• [EXTRACTO DEL DOCUMENTO]
═══

La inquisición (española)

Pocos acontecimientos históricos comprometen la esencia histórica de lo que llamamos España como este. Y sin embargo, no es un proceso bien conocido. Quizás porque su análisis se sutrae sistemáticamente al entendimiento y se entrega a las pasiones y partidos de distinto signo. Por ejemplo, la última ficción histórica de Antonio Gala, que abunda en recrear la memoria de la leyenda negra, o el mismo Chesterton, que acaba de mencionar el asunto en linea con su peculiar cruzada contra los "ateos ciencistas".

Tres mitos sobre el santo oficio

Gracias al trabajo de Joseph Pérez, autor de La inquisición española (Martínez Roca, 2002) podemos pintar un cuadro mucho más realista de los hechos y derribar varios mitos en torno a esta institución.

El primer mito concierne a la responsabilidad histórica de los reyes católicos, una visión que suele preceder al idílico cuadro de las "tres religiones" (o "tres culturas" como ahora se le llama) representadas en la tumba del rey castellano Fernando III. Ocurre que ni la convivencia entre las tres religiones puede considerarse ni mucho menos "pacífica", ni el progreso económico se detuvo bajo el supuesto "centralismo" de los reyes católicos. Tampoco cabría cargar en la cuenta de una piadosa reina Isabel la creación del santo oficio, sino más bien en el "maquiavelismo" de Fernando, cuya política religiosa no representaba sino la máscara de una estrategia política mucho más profunda. Los reyes españoles no actuaron como simples "racistas" o "antisemitas", y ello pese al antisemitismo oficial difundido por Roma a partir del siglo XII -un ejemplo más de que el "catolicismo español", resumiendo la tesis de Payne, reunía características singulares que siempre lo distinguieron del "catolicismo romano". La expulsión de los judíos no se llevó adelante por motivos religiosos, sino por motivos políticos. El nuevo estado, en cierto modo una prefiguración del estado moderno, aunque también del totalitarismo (Íb. Pág. 76) no podía permitir la coexistencia de comunidades separadas, con su derecho, jueces y dirigentes propios distintos del poder real. El resultado, pese a que la intención de los monarcas era lograr la conversión mediante la persuasión pacífica, fué una dolorosa diáspora con aproximadamente la mitad de los judíos españoles abandonando el país. Cabe señalar, en cambio, que fueron los judíos más rígidos los que acabaron huyendo de España, puesto que el auge del averroísmo y del escepticismo racionalista habían preparado el camino hacia la conversión de muchos otros.

El segundo "mito" tiene que ver con la idea de "libertad de conciencia". Al menos hasta las revoluciones del siglo XVIII, en toda Europa la "tolerancia religiosa" fué prácticamente desconocida. Los judíos y los cristianos no gozaban del estatuto de ciudadanía durante la dominación musulmana. Tampoco los católicos bajo dominio protestante inglés. Pese a que suele asociarse el luteranismo con el glorioso inicio de la "libertad de conciencia", lo cierto es que la Paz de Augsburgo y el Ínterin de 1552 sólo sirvieron para otorgar a los príncipes, y no a los individuos particulares, la facultad de escoger religión: cujus regio cujus religio. La frase atribuída a Felipe II, "No pienso ser señor de herejes", respresentaba en realidad el pensamiento común de los soberanos europeos a un lado u otro de la "reforma". Tal y como acredita el caso de Miguel Servet, la inquisición no era un rasgo típico del catolicismo.

═══

• [LO QUE SE PIDE] Transcribe, por favor, el fragmento del texto sobre la Inquisición española que va desde "Tres mitos sobre" hasta "a esta institución.", ambos incluidos.

[Extractos de datos de etiquetado de ubicaciones]
═══

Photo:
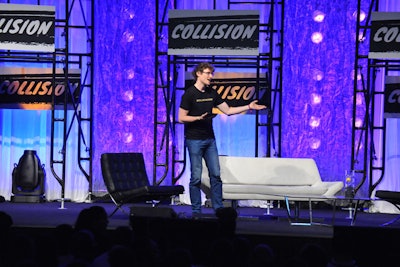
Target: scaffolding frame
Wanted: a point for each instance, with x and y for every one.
(369, 139)
(169, 158)
(65, 57)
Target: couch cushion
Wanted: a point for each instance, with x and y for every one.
(271, 171)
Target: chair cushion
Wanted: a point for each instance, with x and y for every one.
(125, 177)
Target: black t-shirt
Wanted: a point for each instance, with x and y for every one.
(198, 103)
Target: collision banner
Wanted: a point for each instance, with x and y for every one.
(37, 86)
(27, 27)
(385, 35)
(392, 97)
(213, 32)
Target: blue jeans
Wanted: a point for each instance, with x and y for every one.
(207, 149)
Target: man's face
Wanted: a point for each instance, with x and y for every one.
(205, 77)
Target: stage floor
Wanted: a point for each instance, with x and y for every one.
(251, 220)
(367, 239)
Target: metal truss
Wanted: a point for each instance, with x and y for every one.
(67, 57)
(169, 154)
(369, 138)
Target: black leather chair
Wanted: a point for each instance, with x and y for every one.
(392, 197)
(125, 177)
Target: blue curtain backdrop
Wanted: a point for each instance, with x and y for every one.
(124, 95)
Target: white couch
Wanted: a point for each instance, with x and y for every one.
(256, 178)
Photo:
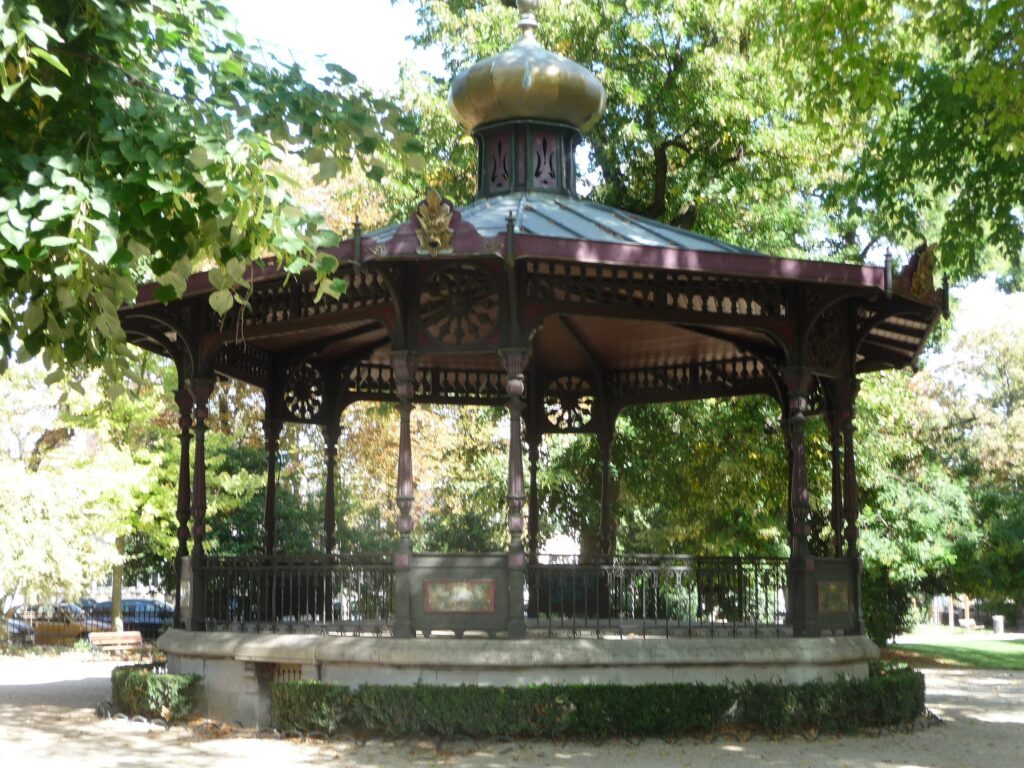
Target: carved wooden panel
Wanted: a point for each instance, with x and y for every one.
(459, 304)
(725, 296)
(681, 382)
(245, 361)
(568, 403)
(544, 164)
(304, 391)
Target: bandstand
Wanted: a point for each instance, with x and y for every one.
(564, 312)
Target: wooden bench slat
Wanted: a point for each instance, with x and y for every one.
(116, 640)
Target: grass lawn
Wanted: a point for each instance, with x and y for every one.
(956, 651)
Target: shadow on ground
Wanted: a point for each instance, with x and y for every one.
(47, 719)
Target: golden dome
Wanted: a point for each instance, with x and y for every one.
(526, 82)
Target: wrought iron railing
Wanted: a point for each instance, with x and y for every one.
(658, 595)
(299, 594)
(634, 596)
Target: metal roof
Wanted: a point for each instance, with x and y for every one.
(550, 215)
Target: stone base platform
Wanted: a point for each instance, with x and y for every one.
(239, 668)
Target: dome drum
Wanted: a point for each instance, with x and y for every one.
(526, 156)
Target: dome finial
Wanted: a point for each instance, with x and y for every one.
(527, 22)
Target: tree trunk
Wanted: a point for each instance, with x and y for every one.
(117, 619)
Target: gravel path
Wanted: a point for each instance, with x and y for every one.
(47, 719)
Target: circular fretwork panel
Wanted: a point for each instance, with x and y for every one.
(304, 391)
(568, 404)
(459, 304)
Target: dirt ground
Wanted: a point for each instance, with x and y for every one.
(47, 719)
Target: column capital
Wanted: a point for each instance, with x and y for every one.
(403, 365)
(201, 389)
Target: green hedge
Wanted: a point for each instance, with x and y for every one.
(889, 696)
(141, 690)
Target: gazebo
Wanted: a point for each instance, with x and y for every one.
(565, 312)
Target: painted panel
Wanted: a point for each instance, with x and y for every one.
(834, 597)
(459, 596)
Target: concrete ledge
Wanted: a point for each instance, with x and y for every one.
(517, 654)
(238, 668)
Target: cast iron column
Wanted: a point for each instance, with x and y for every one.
(184, 401)
(331, 433)
(604, 440)
(851, 501)
(403, 369)
(515, 361)
(534, 519)
(801, 597)
(836, 436)
(201, 390)
(271, 435)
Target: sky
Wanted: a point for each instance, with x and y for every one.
(371, 38)
(368, 37)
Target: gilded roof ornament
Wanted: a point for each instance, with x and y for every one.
(526, 82)
(434, 232)
(923, 283)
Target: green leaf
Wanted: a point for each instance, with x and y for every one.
(166, 294)
(57, 241)
(8, 92)
(50, 59)
(46, 90)
(336, 288)
(34, 315)
(14, 237)
(221, 301)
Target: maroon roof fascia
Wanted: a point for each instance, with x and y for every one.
(596, 253)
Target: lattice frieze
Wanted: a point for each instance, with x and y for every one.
(724, 296)
(374, 381)
(370, 380)
(588, 284)
(295, 299)
(672, 380)
(245, 360)
(470, 385)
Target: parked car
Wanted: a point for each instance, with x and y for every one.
(20, 632)
(61, 624)
(147, 616)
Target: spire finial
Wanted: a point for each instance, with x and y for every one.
(527, 22)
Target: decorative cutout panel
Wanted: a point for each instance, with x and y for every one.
(279, 302)
(304, 391)
(694, 379)
(498, 164)
(825, 340)
(245, 361)
(725, 296)
(545, 164)
(459, 304)
(568, 403)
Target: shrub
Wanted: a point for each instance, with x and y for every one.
(141, 690)
(887, 604)
(889, 696)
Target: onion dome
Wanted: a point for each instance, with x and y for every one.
(526, 82)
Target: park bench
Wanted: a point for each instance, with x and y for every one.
(116, 641)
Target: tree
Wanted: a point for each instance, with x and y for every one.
(147, 140)
(985, 390)
(700, 129)
(937, 93)
(62, 503)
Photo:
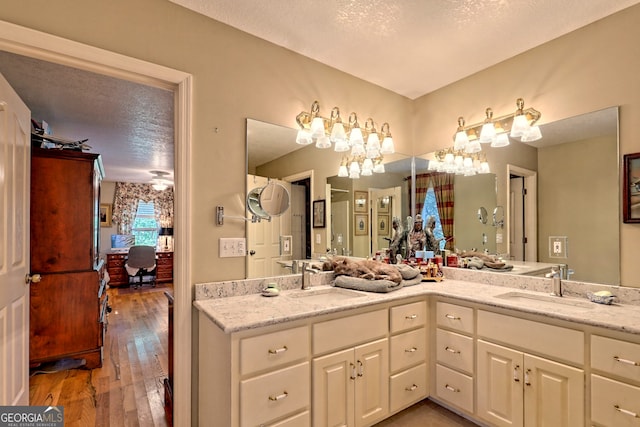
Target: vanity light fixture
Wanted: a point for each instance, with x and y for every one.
(520, 125)
(362, 142)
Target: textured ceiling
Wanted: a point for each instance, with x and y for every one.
(410, 47)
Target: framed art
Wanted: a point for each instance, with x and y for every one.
(105, 214)
(383, 225)
(631, 188)
(361, 224)
(319, 213)
(383, 204)
(360, 201)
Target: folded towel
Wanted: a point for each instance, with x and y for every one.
(366, 284)
(407, 272)
(411, 282)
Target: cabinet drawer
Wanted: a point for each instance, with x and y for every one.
(273, 395)
(272, 350)
(408, 349)
(616, 357)
(408, 316)
(454, 350)
(455, 317)
(614, 404)
(454, 387)
(349, 331)
(555, 341)
(408, 387)
(300, 420)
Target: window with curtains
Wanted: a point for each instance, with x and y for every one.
(145, 227)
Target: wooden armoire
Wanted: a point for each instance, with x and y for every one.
(69, 304)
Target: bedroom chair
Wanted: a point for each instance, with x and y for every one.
(141, 262)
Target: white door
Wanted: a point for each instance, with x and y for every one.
(15, 149)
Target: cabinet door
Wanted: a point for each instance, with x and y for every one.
(554, 393)
(372, 382)
(333, 379)
(500, 375)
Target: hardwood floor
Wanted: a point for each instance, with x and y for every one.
(128, 390)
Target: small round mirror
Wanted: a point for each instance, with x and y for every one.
(270, 200)
(482, 215)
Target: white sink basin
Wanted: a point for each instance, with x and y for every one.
(325, 296)
(548, 301)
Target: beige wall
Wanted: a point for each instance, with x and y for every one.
(586, 70)
(238, 76)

═══

• [RESULTADO]
Tres mitos sobre el santo oficio

Gracias al trabajo de Joseph Pérez, autor de La inquisición española (Martínez Roca, 2002) podemos pintar un cuadro mucho más realista de los hechos y derribar varios mitos en torno a esta institución.